If you’re someone who likes to take old things and make them new again with a twist, then you should consider upcycling this coastal distressed end table!
As much as I like building things from scratch and working with wood, my true passion is salvaging unique items and giving them a new lease on life, sometimes as something completely different! Salvaging is about going into old abandoned buildings, junkyards, broken down homes or other forgotten places to get raw materials to craft something that is truly different. There are two parts to salvaging. The first is having an eye to be able to find and identify potential pieces to work with and the second is having the creativity and ability to turn your foundlings into something special.
I have a penchant for old, broken down buildings, especially unique and/or industrial settings. Sometimes there is a slight question of legality about entering the property. I follow two simple rules personally: 1) It has to be a decrepit property with no social value and 2) There has to be a way to have plausible deniability about your entering the property.

------------------------------------------------------------

= AIM 1 =
Print the passage on salvaging word for word, from "I have a penchant" down to "your entering the property.".

= Dataset entries =
------------------------------------------------------------

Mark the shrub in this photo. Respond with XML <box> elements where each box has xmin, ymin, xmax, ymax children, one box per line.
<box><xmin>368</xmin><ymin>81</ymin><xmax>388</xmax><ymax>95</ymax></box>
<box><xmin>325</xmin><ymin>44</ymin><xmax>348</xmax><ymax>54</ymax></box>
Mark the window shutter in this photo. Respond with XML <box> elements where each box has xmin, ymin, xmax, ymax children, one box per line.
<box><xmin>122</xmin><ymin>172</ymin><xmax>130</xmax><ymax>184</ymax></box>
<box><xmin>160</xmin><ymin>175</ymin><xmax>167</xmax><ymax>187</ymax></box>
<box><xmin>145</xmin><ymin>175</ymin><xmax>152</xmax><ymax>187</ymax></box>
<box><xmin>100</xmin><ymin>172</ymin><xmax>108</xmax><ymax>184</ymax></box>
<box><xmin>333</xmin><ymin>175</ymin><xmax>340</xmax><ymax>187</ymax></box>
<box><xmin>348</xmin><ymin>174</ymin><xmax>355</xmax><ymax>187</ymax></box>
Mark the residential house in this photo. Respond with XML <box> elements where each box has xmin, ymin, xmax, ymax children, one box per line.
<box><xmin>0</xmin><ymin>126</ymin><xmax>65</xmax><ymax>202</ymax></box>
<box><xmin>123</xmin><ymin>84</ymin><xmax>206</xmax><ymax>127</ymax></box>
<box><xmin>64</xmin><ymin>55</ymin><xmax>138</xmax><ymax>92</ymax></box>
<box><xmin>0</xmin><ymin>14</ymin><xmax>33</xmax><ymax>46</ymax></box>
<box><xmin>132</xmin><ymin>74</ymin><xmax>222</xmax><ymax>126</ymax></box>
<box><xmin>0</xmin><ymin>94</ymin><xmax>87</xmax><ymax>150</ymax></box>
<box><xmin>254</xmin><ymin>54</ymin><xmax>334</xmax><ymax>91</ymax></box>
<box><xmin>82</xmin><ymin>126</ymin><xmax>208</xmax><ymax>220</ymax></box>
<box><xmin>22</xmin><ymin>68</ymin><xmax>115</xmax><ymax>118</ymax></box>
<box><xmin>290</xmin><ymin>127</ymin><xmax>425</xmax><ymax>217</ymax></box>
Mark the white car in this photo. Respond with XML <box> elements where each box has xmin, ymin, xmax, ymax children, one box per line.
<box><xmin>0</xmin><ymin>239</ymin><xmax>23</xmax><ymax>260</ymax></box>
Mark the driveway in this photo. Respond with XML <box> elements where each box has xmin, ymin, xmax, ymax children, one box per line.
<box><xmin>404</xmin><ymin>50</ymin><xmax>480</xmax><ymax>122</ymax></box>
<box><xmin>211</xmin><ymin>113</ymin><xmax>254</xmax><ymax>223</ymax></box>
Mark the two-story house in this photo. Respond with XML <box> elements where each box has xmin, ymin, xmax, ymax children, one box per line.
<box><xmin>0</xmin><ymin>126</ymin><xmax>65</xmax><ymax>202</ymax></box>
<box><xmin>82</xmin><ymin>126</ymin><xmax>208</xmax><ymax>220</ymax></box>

------------------------------------------------------------

= AIM 2 =
Return each line of the rows that contains the string "house".

= TASK RESPONSE 1 =
I have a penchant for old, broken down buildings, especially unique and/or industrial settings. Sometimes there is a slight question of legality about entering the property. I follow two simple rules personally: 1) It has to be a decrepit property with no social value and 2) There has to be a way to have plausible deniability about your entering the property.

= TASK RESPONSE 2 =
Mark the residential house in this photo. Respond with XML <box> elements where each box has xmin, ymin, xmax, ymax children, one box per line.
Mark the two-story house in this photo. Respond with XML <box> elements where each box has xmin, ymin, xmax, ymax children, one box per line.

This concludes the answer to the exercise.